** Description of the task **
Put every row below into a numbered list, leaving out any blank lines.

** Input rows **
-*-*-
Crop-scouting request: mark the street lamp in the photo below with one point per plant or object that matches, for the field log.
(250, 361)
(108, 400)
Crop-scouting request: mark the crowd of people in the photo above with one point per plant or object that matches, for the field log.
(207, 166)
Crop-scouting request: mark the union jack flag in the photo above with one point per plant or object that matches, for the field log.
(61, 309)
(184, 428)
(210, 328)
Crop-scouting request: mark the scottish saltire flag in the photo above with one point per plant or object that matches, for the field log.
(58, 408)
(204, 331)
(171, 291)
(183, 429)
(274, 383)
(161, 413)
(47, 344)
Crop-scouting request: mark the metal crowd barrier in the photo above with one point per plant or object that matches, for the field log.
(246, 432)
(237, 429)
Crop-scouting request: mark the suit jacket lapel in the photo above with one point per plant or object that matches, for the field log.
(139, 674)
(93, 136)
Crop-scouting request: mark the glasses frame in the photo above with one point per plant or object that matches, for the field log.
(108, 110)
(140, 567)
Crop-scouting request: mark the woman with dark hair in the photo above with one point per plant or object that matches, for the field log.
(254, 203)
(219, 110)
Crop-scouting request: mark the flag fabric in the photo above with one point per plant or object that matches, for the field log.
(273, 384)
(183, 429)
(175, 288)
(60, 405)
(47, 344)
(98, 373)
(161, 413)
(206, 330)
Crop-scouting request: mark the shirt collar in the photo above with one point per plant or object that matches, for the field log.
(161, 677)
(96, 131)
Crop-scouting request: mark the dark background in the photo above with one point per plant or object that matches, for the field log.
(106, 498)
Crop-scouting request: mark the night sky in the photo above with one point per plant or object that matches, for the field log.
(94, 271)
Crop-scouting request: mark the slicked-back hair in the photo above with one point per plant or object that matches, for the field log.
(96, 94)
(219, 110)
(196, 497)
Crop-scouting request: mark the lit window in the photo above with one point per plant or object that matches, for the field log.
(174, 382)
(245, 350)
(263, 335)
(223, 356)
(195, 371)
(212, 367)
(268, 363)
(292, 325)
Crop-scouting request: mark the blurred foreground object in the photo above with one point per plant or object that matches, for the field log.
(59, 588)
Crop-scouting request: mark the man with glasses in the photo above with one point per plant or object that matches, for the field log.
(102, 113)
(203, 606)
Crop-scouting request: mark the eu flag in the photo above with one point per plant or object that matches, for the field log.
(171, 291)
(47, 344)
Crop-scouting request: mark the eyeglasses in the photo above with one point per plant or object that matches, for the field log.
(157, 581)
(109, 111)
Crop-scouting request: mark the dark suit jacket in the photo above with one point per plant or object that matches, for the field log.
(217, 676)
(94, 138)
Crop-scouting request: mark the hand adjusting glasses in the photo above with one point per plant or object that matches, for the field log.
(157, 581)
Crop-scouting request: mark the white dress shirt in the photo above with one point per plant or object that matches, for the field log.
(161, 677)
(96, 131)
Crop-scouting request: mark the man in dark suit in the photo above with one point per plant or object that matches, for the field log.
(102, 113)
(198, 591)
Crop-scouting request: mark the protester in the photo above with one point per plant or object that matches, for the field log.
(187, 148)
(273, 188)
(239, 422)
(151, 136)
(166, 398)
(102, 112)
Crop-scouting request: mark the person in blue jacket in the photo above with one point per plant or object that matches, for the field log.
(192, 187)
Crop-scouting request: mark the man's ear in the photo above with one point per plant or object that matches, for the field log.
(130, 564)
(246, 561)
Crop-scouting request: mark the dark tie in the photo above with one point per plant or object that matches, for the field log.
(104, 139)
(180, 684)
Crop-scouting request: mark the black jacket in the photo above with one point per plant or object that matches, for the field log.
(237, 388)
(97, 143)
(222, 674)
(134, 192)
-*-*-
** Solution for this exercise **
1. Crop-scouting request: mark the street lamp in the photo below with one point per plant or object that matches, for the field log.
2. (250, 361)
3. (108, 400)
4. Crop-scouting request: mark the crowd of people in the photo above with one point per plant or object that matches, for the field log.
5. (207, 166)
6. Crop-scouting request: mark the union jack flag in the photo above with one point per plant or object that matches, for the field log.
7. (61, 309)
8. (184, 428)
9. (210, 328)
10. Crop-scouting request: mark the scottish saltire flag in the photo above with one point per plant or object that matches, for the field log.
11. (58, 408)
12. (204, 331)
13. (171, 291)
14. (183, 429)
15. (274, 383)
16. (161, 413)
17. (47, 344)
18. Crop-scouting request: mark the metal crowd barrier in the photo above with one point per plant or object that matches, for the field log.
19. (246, 432)
20. (237, 429)
21. Crop-scouting request: mark the suit jacket lapel in the photo above with one point per plant or object that matches, for the field log.
22. (139, 674)
23. (93, 136)
24. Crop-scouting request: mark the glasses frame in the photo above with one point per plant or object that matches, for the field log.
25. (108, 110)
26. (140, 567)
27. Crop-scouting request: mark the woman with dark hair in the photo above with one point per plant or object that matches, for the field log.
28. (254, 203)
29. (219, 110)
30. Crop-scouting request: mark the flag fabric in the photo above with one point per plant or object that matches, for the field log.
31. (273, 384)
32. (183, 429)
33. (175, 288)
34. (60, 405)
35. (47, 344)
36. (98, 373)
37. (161, 413)
38. (206, 330)
39. Crop-scouting request: mark the shirt collar in the photo above with one point per plant or object that matches, for the field log.
40. (161, 677)
41. (96, 131)
42. Crop-scouting request: mark the dark background in the photo above with one point per plant or object that matches, for the field log.
43. (106, 498)
44. Crop-scouting request: mark the night sky in the photo above with one point per plant or object that matches, for the field log.
45. (94, 271)
46. Crop-scouting request: mark the slicked-back hair in the photo above with one point per plant or object that matches, for the field log.
47. (96, 94)
48. (219, 110)
49. (196, 497)
50. Crop-scouting request: mark the lit window in the photo above with one point per plant or object that matches, for the field log.
51. (174, 382)
52. (245, 350)
53. (263, 335)
54. (223, 356)
55. (195, 371)
56. (212, 367)
57. (268, 363)
58. (292, 325)
59. Crop-scouting request: mark the blurred foreground object in the photo above with one point per plant or object that matches, for the field log.
60. (59, 588)
61. Crop-scouting request: mark the man with glasses in the photo above with one point per plant or object that matches, for the field log.
62. (102, 113)
63. (203, 606)
64. Crop-scouting request: mark the eu flag in the photo above with one point per plant or object that matches, for the field log.
65. (171, 291)
66. (47, 344)
67. Crop-scouting request: mark the eyeglasses in the photo above with one point per plant or object that matches, for the field log.
68. (157, 581)
69. (109, 111)
70. Crop-scouting request: mark the dark suit jacket in the photo above with one point per plant or object that matches, for the field log.
71. (217, 676)
72. (94, 138)
73. Crop-scouting request: mark the hand adjusting glasses in the photo above with one point per plant or object that matches, for the field log.
74. (157, 581)
75. Crop-scouting request: mark the white dress shirt in the photo above with one point per plant or object that matches, for the field log.
76. (161, 677)
77. (96, 131)
78. Crop-scouting request: mark the man in dark suit in the photo above with one point per plant or object that matches, for the field log.
79. (102, 113)
80. (198, 591)
81. Crop-scouting request: mark the protester in the photo above with one point per plant or object that matches, for the field log.
82. (187, 148)
83. (273, 188)
84. (239, 422)
85. (151, 136)
86. (166, 398)
87. (102, 112)
88. Crop-scouting request: mark the person in blue jacket in the photo above with one point per plant or object that matches, for the field log.
89. (192, 187)
90. Crop-scouting request: mark the man's ear in the photo above with one point per plant or object that matches, for the field log.
91. (130, 564)
92. (246, 561)
93. Crop-scouting request: mark the dark tie in the photo above with one point per plant or object that matches, for the field log.
94. (104, 139)
95. (180, 684)
96. Crop-scouting request: mark the black jacket in the photo above with one point per plant or object that matches, for the field log.
97. (237, 388)
98. (97, 143)
99. (222, 674)
100. (134, 192)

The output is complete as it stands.